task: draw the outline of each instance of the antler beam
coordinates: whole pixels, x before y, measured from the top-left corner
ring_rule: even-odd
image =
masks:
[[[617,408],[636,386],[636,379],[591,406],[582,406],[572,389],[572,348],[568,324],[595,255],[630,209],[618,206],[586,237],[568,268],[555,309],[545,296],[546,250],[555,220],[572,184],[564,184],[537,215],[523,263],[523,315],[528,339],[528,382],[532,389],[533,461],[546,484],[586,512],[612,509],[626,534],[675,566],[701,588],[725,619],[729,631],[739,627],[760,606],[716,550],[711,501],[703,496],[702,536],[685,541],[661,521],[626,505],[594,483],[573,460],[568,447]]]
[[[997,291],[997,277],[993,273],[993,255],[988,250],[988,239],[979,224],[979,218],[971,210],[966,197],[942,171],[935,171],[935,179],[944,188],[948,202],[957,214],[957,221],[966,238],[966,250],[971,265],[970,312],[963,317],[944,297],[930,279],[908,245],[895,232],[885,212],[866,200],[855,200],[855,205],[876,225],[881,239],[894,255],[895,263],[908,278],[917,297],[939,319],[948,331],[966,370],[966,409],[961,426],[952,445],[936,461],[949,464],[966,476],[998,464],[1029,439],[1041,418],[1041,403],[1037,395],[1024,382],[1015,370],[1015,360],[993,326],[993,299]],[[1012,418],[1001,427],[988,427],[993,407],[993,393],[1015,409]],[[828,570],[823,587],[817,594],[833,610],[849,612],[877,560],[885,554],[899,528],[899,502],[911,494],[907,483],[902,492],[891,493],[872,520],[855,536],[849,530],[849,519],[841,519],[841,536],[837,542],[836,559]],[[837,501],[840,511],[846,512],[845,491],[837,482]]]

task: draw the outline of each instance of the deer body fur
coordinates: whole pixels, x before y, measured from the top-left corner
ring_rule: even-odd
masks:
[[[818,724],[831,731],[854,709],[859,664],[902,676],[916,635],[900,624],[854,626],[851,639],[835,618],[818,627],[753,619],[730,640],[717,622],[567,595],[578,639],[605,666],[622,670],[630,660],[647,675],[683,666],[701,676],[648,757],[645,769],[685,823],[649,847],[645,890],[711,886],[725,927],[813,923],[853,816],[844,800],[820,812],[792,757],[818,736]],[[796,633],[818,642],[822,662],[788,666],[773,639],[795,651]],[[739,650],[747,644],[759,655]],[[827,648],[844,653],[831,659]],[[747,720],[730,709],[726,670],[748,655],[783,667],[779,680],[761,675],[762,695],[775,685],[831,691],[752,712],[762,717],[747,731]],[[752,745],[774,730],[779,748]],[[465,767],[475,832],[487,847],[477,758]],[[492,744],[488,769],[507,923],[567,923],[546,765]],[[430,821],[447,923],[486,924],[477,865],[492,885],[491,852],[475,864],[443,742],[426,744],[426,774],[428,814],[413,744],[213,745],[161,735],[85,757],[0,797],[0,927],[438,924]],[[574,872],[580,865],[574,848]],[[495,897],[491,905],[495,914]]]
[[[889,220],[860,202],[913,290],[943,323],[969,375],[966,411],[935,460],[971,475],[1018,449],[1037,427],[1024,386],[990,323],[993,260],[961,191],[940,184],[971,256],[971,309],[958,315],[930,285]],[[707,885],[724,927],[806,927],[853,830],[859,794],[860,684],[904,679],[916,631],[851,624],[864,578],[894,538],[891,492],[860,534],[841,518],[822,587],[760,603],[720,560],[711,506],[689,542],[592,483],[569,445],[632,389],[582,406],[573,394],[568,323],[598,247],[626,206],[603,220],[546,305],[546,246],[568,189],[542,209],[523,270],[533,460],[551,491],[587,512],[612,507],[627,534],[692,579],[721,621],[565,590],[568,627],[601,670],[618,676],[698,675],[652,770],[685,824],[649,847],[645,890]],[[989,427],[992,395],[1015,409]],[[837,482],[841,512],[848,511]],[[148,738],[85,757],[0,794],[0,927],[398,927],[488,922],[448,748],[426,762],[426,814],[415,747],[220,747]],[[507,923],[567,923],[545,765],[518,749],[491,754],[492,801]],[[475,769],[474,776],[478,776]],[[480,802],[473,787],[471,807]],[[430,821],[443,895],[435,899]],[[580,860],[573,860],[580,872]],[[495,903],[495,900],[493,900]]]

Exercise description: Locate every line of the material that contains the word "each", treating uppercase and lowercase as different, and copy those lines out in full.

Task output:
task: draw the outline of each instance of the antler beam
task: draw the outline of each instance of the deer body fur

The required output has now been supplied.